SHORT TASK A: In the discussion thread on nullness annotations, what parameter type is proposed for a method that puts Foo instances and possibly null into a collection?
SHORT TASK B: Continue the discussion thread on nullness annotations from its last line.

DOCUMENT PASSAGE:
>>>
Note that support for TYPE_PARAMETER can seemingly be added later. For now disallowing them avoids inconsistencies with how checkerframework (and possibly other tools) would interpret annotations on type parameters.

stephan-herrmann commented 4 years ago

Protocol from 2019-08-01 mentions (when talking about annotating upper and lower bounds at once):

claim that "I cannot accept a collection into which I must be able to put null"

  • Isn't that foo(Collection<? super @Nullable Foo>) ?
  • (yes, that should work)

(Isn't there one negation too many in the claim?)

Anyway, by this construct you'd loose ability to ensure that elements in that collection are indeed Foo. So how to express

Similar situation involving a type parameter:

Type parameters cannot define a lower bound, so the above cannot be expressed, unless we allow <@Nullable T>.

cpovirk commented 4 years ago

Protocol from 2019-08-01 mentions (when talking about annotating upper and lower bounds at once):

claim that "I cannot accept a collection into which I must be able to put null"

  • Isn't that foo(Collection<? super @Nullable Foo>) ?
  • (yes, that should work)

(Isn't there one negation too many in the claim?)

I was not at the meeting, and I'm looking at it that same way. I think the idea may have been that someone said "It's not possible to express x," and then someone said "You can express x by doing the following." So I think the claim is:

"My method is going to put Foo instances and possibly null into a Collection. What should its parameter type be?"

To which the proposed answer is:

foo(Collection<? super @Nullable Foo>)

Anyway, by this construct you'd loose ability to ensure that elements in that collection are indeed Foo.

Agreed. I think the idea is that that doesn't matter, though, since our method is only writing to the collection. It's similar to the line of thinking behind PECS in today's pre-nullability world.

So how to express

  • "I'll accept Collection<@Nullable Foo> as well as Collection<@Nullable SubclassOfFoo>"?

I think it depends on what the method is trying to do. I'd again split it along producer/consumer lines:

Is that good enough, or are there other cases that are missing?
<<<
DATA:
>>>
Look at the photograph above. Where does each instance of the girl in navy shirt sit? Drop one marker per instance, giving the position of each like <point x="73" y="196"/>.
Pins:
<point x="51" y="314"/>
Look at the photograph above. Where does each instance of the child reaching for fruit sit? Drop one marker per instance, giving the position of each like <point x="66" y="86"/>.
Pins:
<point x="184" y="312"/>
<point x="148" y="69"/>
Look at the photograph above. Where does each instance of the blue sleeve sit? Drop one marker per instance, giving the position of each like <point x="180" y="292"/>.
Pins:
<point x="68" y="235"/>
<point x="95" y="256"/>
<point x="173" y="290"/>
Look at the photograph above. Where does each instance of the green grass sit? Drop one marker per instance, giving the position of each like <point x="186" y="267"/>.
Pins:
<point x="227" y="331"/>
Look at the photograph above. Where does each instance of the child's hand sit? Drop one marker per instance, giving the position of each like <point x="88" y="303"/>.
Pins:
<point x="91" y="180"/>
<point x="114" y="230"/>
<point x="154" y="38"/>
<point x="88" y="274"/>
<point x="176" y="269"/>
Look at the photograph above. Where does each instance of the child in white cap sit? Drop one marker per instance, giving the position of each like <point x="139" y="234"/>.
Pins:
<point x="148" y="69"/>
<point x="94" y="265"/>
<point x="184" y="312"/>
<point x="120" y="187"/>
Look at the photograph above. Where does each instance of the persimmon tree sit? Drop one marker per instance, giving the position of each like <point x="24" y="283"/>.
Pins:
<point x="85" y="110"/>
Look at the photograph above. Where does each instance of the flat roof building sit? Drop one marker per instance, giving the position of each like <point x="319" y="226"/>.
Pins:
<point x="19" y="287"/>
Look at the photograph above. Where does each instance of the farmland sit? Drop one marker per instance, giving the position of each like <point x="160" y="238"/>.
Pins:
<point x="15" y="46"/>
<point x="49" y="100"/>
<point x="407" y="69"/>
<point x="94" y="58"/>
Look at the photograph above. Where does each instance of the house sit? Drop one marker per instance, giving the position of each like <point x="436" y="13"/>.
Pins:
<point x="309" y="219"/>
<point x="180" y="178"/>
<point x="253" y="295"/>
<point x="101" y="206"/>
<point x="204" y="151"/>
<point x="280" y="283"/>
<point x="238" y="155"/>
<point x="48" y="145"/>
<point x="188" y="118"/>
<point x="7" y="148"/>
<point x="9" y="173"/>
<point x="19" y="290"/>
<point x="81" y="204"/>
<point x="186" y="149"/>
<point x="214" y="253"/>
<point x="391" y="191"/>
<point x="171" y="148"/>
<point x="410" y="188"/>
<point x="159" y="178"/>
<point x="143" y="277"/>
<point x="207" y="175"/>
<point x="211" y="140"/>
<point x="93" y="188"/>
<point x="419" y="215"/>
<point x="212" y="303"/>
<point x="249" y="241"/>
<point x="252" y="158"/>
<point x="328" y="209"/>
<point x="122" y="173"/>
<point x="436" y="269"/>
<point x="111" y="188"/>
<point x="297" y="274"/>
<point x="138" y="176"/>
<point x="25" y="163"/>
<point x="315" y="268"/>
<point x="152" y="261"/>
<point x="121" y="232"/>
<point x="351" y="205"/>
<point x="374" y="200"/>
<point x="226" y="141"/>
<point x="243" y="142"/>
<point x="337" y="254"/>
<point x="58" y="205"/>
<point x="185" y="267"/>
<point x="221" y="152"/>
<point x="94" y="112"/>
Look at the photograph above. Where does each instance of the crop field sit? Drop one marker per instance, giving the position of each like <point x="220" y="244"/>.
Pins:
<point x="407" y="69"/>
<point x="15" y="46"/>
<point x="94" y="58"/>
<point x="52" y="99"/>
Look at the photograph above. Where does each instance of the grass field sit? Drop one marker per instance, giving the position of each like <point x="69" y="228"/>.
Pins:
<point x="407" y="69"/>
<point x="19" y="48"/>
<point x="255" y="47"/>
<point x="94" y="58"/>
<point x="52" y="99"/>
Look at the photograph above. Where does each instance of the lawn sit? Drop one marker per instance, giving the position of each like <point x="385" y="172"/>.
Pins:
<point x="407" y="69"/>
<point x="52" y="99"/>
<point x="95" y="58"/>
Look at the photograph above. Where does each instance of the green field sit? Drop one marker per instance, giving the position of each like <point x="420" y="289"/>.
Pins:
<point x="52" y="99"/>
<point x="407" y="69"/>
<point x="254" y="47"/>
<<<
EXPECTED OUTPUT A: foo(Collection<? super @Nullable Foo>)

EXPECTED OUTPUT B:
Similar situation involving a type parameter:

  • "I need to be able to return null from any of my methods declaring T as their return"

Type parameters cannot define a lower bound, so the above cannot be expressed, unless we allow <@Nullable T>.

I think the idea here is that all the methods are declared with @Nullable on them:

interface Cache<V extends @Nullable Object> {
  @Nullable V put(Key k, V value);
  @Nullable V get(Key k);
}
stephan-herrmann commented 4 years ago

Is that good enough, or are there other cases that are missing?

It doesn't allow me to specify what I had in mind. Put differently: consider in old code we had:

foo(List<? extends Foo> c)

and now with nullness in mind, I want to be explicit: "I can only accept such lists into which I can add null" (just imagine that foo needs to null-out elements in the list without disturbing existing positions). This may look like a weird method but it is legal Java. With the proposed scheme of annotations it will be impossible to annotate & check. Citing that best practice strictly distinguishes between consumers and supplies doesn't help to deal with such existing code. If we design annotations to be useful only when code already adheres to certain best practices this would be a severe restriction.

OTOH, the method can be perfectly checked if annotated as

foo(List<@Nullable ? extends Foo> c)
stephan-herrmann commented 4 years ago

I think the idea here is that all the methods are declared with @Nullable on them:

This is a technical solution but fails to express my intention. I hold that saying "this generic class cannot be instantiated with a nonnull type argument" is a fair statement, and would prefer we allow to express this using annotations.

cpovirk commented 4 years ago
foo(List<? extends Foo> c)

and now with nullness in mind, I want to be explicit: "I can only accept such lists into which I can add null" (just imagine that foo needs to null-out elements in the list without disturbing existing positions).

I see. The closest signature we can actually express is probably...

foo(List<@Nullable Foo> c)

...but that places a restriction that the method doesn't really need and that might interfere with users' ability to call the method.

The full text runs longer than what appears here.